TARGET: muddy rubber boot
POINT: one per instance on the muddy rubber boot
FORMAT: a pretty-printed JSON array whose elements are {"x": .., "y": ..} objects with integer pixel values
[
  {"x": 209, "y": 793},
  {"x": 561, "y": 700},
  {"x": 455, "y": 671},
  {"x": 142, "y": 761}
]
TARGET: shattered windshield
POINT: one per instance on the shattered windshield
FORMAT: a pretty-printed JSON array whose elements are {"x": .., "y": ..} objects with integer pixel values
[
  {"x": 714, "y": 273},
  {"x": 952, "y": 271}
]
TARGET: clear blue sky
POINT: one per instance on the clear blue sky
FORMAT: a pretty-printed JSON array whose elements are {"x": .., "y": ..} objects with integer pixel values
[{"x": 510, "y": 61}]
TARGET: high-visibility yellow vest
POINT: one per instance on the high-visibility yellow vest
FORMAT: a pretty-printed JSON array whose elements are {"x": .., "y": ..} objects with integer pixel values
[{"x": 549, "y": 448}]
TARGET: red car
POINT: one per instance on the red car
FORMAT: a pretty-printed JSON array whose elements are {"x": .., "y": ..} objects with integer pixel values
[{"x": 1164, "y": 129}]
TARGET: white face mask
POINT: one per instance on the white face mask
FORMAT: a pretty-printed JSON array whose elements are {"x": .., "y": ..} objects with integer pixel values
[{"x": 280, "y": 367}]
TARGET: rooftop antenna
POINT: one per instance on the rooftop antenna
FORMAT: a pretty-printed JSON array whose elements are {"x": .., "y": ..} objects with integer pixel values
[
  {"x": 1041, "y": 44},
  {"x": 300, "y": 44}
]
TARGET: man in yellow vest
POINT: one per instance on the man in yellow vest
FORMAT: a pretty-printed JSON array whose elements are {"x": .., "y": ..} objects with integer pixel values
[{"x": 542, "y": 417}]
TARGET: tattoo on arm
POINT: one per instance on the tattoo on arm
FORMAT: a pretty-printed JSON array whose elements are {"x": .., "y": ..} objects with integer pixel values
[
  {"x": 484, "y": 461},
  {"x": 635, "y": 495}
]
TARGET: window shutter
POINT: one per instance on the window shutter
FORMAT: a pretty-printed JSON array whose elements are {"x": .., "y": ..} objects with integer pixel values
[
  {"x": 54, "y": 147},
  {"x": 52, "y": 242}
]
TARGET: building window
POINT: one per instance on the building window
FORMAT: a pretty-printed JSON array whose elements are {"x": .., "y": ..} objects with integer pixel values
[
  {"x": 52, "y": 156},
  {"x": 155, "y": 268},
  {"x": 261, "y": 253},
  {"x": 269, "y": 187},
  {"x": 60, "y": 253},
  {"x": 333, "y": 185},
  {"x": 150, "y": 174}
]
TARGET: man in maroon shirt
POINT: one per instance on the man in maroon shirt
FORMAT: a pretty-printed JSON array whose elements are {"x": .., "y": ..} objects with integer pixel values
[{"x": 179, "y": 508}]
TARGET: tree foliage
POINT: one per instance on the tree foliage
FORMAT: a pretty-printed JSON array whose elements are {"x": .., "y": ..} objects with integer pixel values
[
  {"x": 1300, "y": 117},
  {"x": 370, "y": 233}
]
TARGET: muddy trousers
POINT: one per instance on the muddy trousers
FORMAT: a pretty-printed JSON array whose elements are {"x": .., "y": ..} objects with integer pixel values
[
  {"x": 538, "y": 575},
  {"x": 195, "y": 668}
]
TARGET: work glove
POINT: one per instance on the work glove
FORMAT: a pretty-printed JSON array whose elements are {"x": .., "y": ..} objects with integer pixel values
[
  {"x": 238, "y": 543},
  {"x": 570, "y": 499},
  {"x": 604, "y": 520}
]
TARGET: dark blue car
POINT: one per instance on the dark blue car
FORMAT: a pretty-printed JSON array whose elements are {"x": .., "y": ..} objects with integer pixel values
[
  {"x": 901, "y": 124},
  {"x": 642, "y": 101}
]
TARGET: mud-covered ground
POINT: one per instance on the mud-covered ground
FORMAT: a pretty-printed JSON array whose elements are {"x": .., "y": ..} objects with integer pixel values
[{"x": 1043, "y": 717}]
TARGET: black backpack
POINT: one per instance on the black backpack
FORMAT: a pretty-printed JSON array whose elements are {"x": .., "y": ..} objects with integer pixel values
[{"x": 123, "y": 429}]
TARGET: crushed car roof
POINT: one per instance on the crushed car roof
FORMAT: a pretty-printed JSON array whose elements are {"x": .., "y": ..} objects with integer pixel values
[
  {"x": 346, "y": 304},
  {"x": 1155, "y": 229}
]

--

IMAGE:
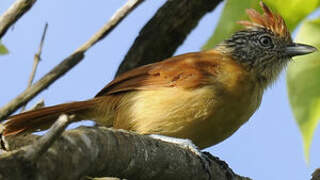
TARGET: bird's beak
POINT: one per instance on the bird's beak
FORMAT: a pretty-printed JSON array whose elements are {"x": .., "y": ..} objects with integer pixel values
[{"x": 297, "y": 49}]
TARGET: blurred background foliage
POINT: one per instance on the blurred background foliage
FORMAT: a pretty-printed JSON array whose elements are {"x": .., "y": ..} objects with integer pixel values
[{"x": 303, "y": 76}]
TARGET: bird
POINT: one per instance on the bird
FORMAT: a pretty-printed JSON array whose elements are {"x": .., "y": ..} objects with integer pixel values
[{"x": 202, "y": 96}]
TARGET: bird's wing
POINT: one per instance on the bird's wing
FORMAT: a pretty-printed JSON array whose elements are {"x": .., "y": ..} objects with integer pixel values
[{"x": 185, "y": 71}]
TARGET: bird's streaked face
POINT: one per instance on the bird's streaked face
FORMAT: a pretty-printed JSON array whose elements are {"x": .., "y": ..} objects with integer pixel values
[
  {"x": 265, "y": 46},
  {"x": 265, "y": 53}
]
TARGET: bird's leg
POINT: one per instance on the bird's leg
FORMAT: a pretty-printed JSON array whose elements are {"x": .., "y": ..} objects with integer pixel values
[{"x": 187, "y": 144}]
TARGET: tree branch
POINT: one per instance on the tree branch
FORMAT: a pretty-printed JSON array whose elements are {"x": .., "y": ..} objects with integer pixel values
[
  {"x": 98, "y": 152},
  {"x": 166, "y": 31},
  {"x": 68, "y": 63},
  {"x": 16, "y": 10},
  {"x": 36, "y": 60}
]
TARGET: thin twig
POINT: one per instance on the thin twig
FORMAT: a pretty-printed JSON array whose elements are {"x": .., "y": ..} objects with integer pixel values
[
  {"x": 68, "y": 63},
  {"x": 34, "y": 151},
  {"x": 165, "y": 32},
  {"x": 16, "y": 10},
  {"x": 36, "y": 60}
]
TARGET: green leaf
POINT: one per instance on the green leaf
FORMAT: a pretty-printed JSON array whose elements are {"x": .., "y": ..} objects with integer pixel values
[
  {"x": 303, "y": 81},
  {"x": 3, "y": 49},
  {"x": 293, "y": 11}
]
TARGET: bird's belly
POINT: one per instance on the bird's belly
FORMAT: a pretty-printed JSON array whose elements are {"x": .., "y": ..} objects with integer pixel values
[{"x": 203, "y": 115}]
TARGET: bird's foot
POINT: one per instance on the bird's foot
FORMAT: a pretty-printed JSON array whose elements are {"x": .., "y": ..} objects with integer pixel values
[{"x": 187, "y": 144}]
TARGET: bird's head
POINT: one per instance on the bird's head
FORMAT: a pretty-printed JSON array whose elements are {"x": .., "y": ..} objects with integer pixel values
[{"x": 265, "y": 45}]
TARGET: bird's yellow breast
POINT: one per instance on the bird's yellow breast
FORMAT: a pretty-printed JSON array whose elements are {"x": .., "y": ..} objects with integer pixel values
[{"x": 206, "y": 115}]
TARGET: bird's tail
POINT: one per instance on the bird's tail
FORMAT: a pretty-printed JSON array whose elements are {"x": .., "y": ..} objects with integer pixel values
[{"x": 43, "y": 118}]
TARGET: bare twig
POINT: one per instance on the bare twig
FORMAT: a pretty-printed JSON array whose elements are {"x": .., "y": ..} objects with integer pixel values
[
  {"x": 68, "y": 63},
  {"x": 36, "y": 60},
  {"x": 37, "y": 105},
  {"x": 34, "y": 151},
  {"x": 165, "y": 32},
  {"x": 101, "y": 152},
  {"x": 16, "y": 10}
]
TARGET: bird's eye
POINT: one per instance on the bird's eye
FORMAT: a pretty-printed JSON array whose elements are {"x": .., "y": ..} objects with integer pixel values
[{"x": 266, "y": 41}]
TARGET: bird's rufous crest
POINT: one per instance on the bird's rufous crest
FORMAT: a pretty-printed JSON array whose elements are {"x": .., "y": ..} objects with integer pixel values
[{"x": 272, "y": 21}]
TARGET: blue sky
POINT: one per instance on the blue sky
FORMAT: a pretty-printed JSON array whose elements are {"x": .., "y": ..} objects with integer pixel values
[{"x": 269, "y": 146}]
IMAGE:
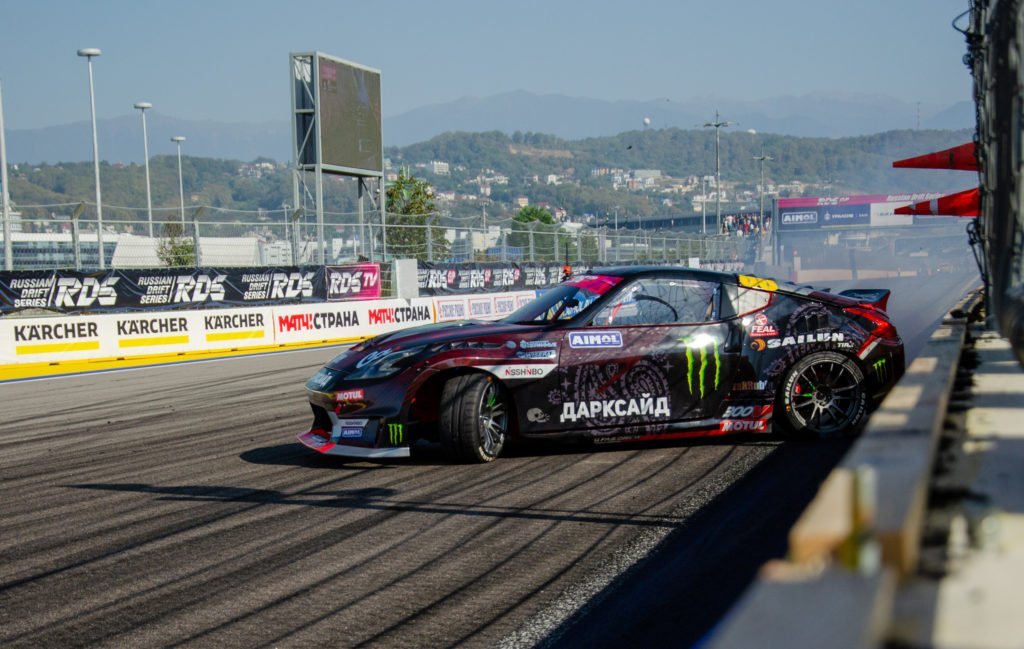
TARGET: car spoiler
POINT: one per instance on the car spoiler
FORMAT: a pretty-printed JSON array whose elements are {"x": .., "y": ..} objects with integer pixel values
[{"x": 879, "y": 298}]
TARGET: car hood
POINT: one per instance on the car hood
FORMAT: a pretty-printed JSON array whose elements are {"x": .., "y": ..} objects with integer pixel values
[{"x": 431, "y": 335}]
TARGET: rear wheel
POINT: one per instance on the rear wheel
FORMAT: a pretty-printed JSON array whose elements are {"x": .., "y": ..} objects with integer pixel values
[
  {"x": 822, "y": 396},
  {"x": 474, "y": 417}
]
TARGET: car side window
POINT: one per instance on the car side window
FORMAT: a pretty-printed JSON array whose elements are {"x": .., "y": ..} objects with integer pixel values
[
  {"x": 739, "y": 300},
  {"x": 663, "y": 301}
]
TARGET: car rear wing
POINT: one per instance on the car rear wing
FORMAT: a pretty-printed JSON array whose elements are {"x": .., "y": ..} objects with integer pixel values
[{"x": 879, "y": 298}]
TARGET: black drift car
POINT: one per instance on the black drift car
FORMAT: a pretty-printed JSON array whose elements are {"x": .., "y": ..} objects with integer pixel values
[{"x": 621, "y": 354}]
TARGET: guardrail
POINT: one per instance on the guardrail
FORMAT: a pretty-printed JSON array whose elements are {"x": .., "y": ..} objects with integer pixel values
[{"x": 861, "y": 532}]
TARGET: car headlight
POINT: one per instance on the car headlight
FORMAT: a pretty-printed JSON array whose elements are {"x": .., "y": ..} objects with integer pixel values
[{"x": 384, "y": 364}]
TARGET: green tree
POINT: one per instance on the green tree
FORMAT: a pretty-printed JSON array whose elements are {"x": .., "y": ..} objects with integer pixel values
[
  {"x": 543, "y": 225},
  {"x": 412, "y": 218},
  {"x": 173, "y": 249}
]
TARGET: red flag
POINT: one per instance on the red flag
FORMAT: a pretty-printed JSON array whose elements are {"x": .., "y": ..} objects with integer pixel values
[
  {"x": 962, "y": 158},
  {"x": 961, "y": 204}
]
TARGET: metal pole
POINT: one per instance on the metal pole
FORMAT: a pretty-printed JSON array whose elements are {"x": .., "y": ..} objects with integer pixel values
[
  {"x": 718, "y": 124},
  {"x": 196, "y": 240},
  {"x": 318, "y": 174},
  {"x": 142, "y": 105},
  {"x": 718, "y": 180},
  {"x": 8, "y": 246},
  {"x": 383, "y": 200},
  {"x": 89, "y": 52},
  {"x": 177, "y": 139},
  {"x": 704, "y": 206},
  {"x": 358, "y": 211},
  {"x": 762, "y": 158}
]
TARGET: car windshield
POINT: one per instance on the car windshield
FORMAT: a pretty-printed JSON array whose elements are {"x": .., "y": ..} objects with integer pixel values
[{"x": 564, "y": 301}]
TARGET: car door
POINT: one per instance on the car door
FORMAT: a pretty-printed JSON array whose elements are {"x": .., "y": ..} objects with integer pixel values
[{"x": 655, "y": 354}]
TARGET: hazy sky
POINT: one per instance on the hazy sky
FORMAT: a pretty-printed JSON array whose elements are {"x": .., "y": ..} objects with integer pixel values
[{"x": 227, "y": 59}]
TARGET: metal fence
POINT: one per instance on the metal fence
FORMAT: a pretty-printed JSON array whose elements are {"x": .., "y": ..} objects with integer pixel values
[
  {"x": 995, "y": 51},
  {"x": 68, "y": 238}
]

**WHAT IS EXPECTED:**
Report every line of the records above that contains the word "guardrail", copying each such line in full.

**WORKED SOLUTION:**
TARGET: guardrail
POINT: one per instance on the guardrail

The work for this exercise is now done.